STORED DATA:
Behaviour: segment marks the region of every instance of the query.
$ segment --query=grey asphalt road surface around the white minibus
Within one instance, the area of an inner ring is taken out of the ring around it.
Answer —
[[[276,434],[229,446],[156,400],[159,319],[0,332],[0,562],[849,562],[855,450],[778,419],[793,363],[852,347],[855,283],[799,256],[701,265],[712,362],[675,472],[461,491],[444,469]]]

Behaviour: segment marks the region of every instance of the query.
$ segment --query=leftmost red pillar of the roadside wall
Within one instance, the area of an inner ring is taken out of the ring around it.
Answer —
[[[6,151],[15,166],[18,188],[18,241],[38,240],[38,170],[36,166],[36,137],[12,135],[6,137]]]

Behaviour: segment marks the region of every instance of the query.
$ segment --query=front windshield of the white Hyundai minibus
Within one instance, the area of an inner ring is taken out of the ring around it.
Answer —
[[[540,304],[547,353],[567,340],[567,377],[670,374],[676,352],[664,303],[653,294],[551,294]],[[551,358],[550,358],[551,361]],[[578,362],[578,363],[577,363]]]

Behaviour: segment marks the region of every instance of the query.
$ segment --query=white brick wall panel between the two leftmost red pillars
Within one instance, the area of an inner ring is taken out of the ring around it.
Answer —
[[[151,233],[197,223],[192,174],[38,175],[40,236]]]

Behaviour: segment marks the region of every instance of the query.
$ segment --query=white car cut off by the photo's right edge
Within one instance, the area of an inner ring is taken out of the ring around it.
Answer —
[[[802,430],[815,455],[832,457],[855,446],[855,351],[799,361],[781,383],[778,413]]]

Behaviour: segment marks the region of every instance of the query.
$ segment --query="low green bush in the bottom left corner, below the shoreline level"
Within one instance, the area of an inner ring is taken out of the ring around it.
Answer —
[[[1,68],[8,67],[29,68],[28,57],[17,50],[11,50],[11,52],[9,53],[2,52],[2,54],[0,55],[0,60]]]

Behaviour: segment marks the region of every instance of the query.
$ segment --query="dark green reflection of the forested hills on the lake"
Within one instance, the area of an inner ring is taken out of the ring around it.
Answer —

ABOUT THIS EXERCISE: Would you copy every line from the listing above that has the string "wall" in it?

SOLUTION:
$ segment --query=leftmost red pillar of the roadside wall
$ segment --query=white brick wall panel between the two leftmost red pillars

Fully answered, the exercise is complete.